#### GIVEN EXERCISE:
Retype the data below, starting with the line that contains "car tyre in" and going on through the line that contains "x=37, y=136", both included.

#### DATA SECTION:
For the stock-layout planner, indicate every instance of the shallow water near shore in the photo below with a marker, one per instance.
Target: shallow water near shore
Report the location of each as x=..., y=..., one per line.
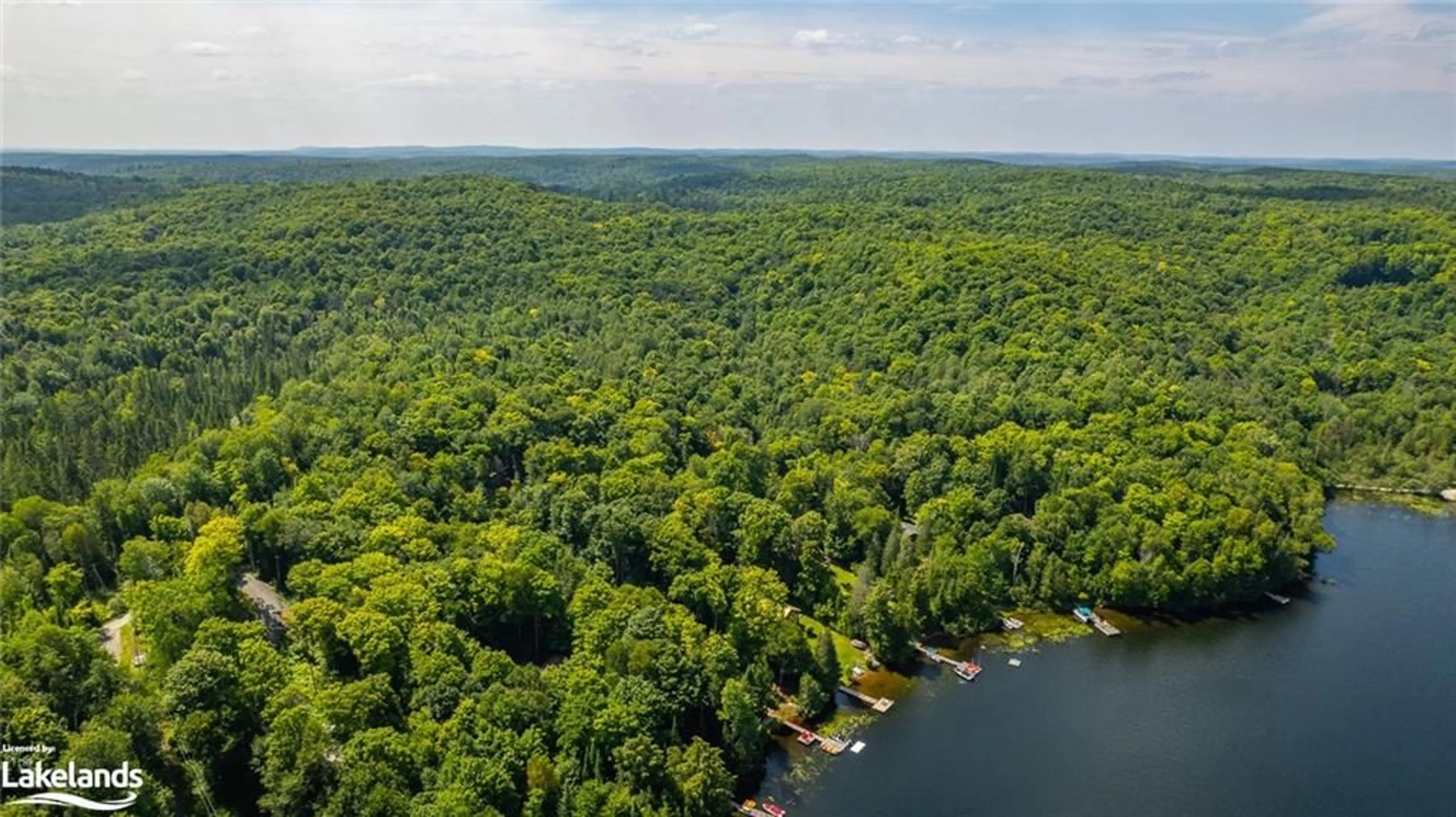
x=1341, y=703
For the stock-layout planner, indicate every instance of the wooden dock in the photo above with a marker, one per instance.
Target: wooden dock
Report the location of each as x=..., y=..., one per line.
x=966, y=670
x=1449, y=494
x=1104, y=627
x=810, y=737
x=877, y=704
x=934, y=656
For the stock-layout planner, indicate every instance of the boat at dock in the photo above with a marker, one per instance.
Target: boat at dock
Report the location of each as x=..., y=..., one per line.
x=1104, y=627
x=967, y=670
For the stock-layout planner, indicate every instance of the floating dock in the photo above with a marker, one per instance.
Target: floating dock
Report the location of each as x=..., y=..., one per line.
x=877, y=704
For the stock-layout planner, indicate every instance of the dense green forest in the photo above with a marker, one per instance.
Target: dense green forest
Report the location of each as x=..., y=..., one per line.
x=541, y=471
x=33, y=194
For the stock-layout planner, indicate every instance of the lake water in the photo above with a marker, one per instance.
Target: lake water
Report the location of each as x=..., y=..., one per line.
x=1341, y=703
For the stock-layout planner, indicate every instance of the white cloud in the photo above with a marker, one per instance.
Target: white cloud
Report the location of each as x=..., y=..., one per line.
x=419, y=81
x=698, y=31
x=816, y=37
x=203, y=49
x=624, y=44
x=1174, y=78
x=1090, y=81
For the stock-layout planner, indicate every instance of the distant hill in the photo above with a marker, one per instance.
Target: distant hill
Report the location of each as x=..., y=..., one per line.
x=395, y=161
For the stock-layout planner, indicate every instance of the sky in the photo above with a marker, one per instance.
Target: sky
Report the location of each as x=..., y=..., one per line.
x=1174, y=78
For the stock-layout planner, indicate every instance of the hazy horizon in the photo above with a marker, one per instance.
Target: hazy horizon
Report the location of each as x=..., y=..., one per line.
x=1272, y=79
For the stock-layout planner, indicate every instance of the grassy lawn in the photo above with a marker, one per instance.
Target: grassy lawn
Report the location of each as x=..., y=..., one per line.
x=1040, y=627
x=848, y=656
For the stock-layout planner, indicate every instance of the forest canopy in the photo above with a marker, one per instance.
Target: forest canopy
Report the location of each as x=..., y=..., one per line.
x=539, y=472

---

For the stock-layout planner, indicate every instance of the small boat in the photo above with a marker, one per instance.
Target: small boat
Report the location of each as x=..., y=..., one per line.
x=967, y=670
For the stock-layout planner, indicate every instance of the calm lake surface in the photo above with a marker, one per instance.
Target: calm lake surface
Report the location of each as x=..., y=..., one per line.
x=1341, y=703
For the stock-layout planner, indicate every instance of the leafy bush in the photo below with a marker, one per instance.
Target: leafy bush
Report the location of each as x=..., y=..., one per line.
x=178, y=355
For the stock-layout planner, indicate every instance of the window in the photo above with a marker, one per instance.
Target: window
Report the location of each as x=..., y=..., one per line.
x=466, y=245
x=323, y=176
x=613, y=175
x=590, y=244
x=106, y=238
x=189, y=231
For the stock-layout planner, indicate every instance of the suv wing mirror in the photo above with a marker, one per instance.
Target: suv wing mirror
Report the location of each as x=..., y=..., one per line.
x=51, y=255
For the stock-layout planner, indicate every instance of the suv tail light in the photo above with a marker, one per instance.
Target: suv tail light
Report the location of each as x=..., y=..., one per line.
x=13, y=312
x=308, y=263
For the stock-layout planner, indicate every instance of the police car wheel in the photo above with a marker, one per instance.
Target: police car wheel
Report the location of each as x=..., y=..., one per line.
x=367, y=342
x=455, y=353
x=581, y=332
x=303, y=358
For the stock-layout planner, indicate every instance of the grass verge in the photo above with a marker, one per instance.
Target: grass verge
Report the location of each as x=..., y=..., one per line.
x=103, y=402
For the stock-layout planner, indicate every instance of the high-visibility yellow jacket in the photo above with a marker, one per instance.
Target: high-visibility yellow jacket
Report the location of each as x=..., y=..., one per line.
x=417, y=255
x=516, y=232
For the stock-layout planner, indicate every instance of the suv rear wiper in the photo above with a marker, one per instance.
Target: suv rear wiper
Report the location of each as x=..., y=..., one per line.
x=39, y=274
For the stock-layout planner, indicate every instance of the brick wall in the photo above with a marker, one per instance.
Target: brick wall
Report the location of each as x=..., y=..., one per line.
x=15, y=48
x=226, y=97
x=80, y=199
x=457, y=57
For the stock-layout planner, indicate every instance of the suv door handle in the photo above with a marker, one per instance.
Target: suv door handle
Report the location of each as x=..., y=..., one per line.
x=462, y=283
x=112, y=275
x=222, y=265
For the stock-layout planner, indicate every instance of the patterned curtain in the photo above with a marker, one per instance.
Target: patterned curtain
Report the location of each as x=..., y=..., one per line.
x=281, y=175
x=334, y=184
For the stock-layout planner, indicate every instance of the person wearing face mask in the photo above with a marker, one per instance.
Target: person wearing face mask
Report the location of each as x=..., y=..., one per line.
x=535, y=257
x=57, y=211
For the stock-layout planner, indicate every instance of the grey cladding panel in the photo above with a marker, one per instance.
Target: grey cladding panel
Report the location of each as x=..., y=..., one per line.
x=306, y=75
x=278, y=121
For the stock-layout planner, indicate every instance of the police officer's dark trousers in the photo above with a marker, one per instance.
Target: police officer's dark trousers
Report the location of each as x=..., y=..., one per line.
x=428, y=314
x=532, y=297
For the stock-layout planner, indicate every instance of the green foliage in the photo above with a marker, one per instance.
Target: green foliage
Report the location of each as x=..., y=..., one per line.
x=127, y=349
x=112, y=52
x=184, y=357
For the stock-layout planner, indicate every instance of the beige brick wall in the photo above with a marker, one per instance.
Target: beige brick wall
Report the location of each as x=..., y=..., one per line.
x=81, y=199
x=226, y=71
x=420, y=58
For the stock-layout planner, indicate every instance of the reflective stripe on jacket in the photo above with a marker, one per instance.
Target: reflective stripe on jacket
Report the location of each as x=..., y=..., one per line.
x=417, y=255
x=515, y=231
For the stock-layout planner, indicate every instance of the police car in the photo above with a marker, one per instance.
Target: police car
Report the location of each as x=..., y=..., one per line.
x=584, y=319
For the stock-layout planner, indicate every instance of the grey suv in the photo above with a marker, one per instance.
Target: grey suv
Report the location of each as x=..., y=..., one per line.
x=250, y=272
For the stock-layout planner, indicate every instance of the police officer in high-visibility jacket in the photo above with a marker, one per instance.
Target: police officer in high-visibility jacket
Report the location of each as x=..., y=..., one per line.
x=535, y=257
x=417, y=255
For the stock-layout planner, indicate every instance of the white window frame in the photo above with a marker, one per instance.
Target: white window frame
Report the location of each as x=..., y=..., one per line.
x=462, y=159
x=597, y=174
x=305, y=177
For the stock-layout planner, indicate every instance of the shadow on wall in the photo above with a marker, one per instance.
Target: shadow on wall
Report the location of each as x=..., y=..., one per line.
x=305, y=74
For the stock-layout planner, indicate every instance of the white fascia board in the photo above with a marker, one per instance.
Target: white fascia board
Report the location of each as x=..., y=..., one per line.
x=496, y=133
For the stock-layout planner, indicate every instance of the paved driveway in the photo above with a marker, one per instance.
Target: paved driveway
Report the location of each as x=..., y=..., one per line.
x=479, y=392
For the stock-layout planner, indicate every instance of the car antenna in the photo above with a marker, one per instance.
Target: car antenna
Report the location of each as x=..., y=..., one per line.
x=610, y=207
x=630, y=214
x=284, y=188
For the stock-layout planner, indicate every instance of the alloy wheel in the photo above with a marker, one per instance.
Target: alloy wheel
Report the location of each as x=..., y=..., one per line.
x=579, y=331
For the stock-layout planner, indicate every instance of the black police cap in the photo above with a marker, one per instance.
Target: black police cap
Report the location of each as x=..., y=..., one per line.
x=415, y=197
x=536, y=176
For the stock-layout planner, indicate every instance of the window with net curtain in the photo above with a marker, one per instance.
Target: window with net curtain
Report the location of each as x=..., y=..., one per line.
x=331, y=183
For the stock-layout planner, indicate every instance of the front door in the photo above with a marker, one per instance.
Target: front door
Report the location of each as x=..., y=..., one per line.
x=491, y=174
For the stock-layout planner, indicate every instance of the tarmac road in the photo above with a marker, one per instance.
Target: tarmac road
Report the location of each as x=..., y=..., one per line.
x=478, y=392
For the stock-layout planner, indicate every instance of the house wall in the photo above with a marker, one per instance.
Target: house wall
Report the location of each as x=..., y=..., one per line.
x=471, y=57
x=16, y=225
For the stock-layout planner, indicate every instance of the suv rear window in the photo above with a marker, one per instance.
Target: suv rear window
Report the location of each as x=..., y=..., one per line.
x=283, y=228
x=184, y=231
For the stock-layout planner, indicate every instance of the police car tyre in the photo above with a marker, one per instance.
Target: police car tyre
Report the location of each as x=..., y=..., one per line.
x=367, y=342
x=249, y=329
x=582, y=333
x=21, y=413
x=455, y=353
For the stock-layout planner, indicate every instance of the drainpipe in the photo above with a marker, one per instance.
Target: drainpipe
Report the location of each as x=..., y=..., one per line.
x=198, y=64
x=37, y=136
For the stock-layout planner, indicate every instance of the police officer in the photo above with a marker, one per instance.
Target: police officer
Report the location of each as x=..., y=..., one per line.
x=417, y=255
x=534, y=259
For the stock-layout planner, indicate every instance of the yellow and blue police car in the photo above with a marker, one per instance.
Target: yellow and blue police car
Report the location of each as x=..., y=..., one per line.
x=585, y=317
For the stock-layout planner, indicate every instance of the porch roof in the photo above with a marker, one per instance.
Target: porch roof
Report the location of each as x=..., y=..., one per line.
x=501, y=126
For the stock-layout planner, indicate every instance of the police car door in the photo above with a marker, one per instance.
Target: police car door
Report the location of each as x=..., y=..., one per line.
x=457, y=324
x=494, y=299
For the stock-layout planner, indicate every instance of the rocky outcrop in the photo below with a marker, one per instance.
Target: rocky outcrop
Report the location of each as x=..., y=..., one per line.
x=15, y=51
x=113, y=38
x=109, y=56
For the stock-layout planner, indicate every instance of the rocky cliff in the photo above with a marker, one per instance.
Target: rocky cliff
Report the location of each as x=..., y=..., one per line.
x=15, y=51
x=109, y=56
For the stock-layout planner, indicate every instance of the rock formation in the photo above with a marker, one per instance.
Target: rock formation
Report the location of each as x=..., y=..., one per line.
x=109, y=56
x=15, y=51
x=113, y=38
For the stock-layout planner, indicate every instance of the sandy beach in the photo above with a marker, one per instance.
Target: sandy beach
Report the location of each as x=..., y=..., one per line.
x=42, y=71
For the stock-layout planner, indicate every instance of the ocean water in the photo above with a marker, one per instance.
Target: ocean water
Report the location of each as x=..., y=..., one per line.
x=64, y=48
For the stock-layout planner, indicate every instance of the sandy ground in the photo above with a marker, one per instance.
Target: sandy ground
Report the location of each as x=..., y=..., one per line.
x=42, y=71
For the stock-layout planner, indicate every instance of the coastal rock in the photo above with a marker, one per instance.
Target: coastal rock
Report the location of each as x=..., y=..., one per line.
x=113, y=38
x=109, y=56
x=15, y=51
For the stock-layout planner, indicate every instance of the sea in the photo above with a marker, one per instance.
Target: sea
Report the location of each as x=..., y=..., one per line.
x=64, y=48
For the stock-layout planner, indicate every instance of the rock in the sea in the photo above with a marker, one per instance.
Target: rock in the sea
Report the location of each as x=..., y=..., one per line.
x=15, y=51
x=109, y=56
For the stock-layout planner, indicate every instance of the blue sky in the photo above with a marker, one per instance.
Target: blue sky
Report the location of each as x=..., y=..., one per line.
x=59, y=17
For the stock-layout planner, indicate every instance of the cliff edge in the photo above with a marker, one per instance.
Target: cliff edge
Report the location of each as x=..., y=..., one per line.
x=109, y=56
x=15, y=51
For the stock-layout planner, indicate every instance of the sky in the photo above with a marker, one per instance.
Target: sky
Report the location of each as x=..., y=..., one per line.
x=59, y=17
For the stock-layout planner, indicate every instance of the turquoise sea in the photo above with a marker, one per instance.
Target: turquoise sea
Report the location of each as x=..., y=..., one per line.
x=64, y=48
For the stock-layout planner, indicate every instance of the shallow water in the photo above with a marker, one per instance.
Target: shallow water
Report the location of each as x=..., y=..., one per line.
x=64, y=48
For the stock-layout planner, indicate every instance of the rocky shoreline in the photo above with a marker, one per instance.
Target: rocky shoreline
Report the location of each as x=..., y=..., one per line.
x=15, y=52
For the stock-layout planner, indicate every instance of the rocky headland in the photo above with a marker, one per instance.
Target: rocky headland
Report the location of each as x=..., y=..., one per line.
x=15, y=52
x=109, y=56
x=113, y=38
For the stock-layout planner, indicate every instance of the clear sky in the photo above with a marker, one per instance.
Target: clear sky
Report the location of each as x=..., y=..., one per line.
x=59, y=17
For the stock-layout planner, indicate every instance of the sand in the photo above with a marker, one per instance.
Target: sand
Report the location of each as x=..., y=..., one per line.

#### SOLUTION TO THE PROBLEM:
For the stock-layout planner, indicate every instance of the police car tyre in the photo above with a marker, one per instance.
Target: police car tyre
Report the location of each as x=..., y=..., one per line.
x=367, y=342
x=249, y=329
x=582, y=333
x=21, y=413
x=455, y=353
For the stock-layout planner, indicate every instance of the drainpipe in the photo above with a marker, one per instance.
Target: drainpipe
Report the location of each as x=..., y=..., one per line.
x=198, y=64
x=37, y=136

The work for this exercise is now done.